WORK INSTRUCTION 1
List every test or measurement that the fitness-testing passage below says was performed on participants.
WORK INSTRUCTION 2
According to the fitness-testing passage below, what was the starting value for the sit-and-reach test?

+++ SELECTED EXTRACT

The 20 m PACER was used as a cardiorespiratory endurance test. Participants were asked to start at the sound of music and a buzzer and to run 20 m forward. They were then asked to wait at the other end until the next buzzer sounded, at which point they were to run in the opposite direction. A muscular strength test using grip strength measured participants’ ability to produce maximum force. After adjusting the width of a digital dynamometer (TKK, JAPAN) to fit their hands (the second knuckle of the middle finger should grip the finger stop in the proper position), participants were asked to grip the device and encouraged to pull as hard as they could. Two measurements were performed for each side, and the highest value was recorded. Muscular endurance measures how long one can continuously produce force. In this study, the physical-fitness test items of sit-ups and push-ups were conducted to test muscular endurance. For the sit-ups, participants were asked to lie on a mat with both knees drawn up and their feet flat on the ground. With both hands placed on their thighs, they were asked to lift the upper body so both hands touched their knees. Participants were asked to do one sit-up every 3 sec in time with a beep. The number of sit-ups completed until the participant was unable to complete 2 consecutive sit-ups was recorded. For the push-ups, the participants were asked to keep their legs straight, spread their arms to the width of their shoulders, and stretch out from head to shoulder through the back, waist, hips, and knees. They were asked to set their elbows on the floor at a 90° angle and to maintain that stance as the “ready position.” Push-ups were performed at 2-sec intervals, and the number of push-ups participants were able to complete was recorded. Sit-and-reach measures the flexibility of the waist. This measurement was performed by asking the participants to stretch both legs out in front of them with the soles of their bare feet flat against the flexometer (the “sit-and-reach box”) and to slowly reach forward with the middle fingers of both hands pushing on the sit-and-reach box. To ensure that the participants’ knees were not bent, a tester pressed on their knees. The sit-and-reach test was conducted with a starting value of −20 cm. Abdominal fat percentage was measured using the InBody 720 body composition test.

++++++
+++ EXTRACTED ENTRIES

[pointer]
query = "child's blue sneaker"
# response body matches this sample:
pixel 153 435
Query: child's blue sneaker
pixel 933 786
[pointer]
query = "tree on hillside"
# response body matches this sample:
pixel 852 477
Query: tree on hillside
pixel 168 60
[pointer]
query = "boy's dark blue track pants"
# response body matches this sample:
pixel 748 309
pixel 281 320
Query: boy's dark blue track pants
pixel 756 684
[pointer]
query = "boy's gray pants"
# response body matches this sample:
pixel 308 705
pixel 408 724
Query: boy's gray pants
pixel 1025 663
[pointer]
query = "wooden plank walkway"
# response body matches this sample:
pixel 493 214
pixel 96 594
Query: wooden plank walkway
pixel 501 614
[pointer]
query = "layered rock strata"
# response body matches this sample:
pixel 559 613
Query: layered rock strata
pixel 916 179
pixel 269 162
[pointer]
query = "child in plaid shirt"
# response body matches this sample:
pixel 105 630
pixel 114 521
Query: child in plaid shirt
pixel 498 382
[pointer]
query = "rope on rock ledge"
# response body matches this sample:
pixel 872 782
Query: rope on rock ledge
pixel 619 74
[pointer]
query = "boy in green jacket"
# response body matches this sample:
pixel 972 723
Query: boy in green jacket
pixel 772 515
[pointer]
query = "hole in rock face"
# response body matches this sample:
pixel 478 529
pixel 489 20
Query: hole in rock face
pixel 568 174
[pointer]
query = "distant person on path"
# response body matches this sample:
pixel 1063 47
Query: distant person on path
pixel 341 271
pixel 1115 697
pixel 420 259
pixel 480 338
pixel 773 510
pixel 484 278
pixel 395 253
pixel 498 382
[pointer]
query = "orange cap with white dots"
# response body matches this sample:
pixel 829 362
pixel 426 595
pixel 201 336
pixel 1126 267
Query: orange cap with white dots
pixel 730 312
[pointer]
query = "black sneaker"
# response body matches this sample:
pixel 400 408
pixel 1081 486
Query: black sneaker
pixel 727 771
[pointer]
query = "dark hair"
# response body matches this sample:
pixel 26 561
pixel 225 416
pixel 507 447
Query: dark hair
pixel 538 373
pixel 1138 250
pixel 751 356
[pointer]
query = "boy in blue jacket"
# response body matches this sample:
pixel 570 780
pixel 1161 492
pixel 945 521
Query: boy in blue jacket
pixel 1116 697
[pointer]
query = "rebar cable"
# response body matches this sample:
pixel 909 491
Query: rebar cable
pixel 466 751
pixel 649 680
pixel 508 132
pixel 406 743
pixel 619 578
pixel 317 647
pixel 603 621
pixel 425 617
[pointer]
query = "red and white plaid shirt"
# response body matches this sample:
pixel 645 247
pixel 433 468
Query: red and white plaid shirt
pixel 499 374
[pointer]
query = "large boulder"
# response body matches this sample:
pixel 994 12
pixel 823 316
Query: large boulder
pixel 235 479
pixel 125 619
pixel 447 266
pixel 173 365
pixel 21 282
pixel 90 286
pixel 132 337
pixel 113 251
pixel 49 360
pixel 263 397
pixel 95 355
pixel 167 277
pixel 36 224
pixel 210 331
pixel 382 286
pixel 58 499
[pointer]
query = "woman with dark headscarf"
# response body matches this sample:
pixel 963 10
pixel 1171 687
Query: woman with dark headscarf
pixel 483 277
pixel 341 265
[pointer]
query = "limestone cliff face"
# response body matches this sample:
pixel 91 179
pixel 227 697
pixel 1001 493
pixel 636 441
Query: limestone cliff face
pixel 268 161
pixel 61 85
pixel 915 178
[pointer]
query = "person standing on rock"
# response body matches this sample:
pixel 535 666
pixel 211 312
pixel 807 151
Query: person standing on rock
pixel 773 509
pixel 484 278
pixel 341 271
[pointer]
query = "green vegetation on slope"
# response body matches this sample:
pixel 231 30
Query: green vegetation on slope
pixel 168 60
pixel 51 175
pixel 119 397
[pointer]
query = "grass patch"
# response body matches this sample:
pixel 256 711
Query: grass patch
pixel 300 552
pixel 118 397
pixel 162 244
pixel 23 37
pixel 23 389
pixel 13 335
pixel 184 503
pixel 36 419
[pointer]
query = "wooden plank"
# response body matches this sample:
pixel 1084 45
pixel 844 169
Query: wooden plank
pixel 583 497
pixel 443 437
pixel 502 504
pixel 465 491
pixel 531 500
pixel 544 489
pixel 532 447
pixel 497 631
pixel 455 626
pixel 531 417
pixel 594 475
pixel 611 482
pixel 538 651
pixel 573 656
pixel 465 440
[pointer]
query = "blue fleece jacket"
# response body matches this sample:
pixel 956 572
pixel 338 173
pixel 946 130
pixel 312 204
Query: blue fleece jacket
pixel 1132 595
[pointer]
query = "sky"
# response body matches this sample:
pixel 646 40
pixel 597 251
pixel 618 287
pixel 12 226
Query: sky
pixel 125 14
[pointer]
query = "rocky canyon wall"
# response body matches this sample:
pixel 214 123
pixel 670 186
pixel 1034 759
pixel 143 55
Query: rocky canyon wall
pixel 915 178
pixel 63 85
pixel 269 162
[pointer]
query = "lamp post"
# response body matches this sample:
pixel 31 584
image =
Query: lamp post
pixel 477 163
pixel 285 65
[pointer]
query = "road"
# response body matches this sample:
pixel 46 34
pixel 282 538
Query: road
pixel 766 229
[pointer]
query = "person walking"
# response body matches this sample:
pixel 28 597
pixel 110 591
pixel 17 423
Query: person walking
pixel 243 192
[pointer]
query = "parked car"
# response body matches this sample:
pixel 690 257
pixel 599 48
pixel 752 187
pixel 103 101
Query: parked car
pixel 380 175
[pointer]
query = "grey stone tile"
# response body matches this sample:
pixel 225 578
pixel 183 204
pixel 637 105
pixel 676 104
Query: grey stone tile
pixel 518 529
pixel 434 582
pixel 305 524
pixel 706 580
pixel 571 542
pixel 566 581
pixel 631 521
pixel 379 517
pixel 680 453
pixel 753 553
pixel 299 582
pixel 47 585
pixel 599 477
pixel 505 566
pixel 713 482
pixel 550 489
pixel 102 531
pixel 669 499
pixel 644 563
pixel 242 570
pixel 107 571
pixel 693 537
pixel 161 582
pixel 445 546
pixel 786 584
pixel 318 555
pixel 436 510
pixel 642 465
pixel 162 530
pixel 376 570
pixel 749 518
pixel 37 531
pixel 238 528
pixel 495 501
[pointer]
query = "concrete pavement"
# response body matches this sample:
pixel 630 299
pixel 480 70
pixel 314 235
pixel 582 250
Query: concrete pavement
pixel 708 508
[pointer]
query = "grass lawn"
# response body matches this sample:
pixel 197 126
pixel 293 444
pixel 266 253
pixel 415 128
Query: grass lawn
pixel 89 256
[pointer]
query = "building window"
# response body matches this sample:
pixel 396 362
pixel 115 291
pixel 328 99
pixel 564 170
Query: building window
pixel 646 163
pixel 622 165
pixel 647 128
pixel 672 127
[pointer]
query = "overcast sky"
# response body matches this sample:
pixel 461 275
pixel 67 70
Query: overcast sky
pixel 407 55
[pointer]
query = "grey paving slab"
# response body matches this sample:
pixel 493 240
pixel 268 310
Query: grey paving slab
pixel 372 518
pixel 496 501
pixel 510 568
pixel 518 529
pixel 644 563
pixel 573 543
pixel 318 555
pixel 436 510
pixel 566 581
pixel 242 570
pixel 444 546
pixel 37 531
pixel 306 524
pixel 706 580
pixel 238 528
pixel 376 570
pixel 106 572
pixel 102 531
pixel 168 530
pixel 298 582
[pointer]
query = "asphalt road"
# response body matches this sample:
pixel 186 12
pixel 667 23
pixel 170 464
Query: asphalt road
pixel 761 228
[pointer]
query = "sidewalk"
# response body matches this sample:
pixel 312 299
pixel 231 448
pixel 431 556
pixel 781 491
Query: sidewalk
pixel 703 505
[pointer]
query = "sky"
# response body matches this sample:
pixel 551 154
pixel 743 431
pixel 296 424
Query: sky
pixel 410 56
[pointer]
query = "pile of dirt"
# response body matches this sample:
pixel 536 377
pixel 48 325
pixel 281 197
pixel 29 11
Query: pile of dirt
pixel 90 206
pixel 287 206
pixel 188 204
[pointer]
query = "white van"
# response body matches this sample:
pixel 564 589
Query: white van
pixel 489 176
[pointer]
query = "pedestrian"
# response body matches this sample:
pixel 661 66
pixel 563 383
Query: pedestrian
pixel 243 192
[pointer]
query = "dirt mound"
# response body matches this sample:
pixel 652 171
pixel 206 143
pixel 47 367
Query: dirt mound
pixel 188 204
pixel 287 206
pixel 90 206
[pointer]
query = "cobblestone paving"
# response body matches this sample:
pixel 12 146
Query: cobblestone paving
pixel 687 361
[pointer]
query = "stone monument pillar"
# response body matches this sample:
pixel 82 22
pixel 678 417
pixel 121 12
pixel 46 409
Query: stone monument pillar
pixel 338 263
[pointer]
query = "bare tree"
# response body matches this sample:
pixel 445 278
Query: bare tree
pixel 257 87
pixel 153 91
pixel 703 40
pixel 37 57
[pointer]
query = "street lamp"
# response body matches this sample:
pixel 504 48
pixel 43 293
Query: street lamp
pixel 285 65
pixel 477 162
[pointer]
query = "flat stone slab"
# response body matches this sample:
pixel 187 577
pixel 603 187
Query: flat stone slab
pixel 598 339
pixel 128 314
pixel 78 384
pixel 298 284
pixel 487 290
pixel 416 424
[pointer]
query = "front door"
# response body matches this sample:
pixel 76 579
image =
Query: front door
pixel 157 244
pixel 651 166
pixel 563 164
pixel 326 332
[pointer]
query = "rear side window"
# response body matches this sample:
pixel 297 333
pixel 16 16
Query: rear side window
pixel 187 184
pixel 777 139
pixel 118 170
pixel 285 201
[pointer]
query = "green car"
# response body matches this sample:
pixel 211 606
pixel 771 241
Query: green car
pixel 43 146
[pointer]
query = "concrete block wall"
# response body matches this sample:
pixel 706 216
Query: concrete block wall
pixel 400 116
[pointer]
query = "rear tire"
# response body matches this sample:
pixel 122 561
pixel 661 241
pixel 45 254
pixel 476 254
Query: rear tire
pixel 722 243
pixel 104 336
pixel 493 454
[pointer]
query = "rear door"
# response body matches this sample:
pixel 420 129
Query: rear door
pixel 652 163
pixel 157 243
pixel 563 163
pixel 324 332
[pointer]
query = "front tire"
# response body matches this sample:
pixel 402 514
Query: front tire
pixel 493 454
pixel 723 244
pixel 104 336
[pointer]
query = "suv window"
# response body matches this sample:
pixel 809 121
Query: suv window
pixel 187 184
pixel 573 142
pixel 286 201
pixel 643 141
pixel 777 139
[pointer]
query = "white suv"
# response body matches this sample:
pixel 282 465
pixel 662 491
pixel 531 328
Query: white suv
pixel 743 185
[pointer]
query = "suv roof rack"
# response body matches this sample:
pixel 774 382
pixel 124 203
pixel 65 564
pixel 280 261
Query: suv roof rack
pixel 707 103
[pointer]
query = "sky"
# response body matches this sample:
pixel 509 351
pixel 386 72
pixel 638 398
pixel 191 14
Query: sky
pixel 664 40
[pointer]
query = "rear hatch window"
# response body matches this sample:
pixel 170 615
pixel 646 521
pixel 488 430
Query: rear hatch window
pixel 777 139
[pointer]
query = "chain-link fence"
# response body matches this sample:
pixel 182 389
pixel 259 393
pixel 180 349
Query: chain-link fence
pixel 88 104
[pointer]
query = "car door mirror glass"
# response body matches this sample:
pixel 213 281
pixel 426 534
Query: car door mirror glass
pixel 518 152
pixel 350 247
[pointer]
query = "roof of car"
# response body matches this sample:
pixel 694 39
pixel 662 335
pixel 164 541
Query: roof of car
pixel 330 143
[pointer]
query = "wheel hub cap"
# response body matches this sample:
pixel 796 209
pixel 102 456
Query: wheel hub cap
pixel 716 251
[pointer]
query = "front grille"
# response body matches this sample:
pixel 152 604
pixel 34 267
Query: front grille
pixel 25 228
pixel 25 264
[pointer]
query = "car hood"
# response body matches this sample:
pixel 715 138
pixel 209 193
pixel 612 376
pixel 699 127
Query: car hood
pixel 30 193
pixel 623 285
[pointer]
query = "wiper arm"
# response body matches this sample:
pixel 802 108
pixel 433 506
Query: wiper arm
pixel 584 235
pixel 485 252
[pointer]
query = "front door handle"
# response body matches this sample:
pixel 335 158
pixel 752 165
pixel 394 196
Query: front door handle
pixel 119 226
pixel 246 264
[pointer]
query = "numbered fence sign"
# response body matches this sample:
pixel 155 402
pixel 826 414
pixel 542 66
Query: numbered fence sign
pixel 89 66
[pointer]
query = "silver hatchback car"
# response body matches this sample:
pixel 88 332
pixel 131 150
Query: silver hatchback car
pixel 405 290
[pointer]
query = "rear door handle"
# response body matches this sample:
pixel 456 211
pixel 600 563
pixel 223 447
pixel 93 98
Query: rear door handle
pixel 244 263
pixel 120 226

++++++

EXPECTED OUTPUT 1
- 20 m PACER (cardiorespiratory endurance)
- Grip strength with a digital dynamometer (muscular strength)
- Sit-ups (muscular endurance)
- Push-ups (muscular endurance)
- Sit-and-reach (flexibility of the waist)
- InBody 720 body composition test (abdominal fat percentage)

EXPECTED OUTPUT 2
−20 cm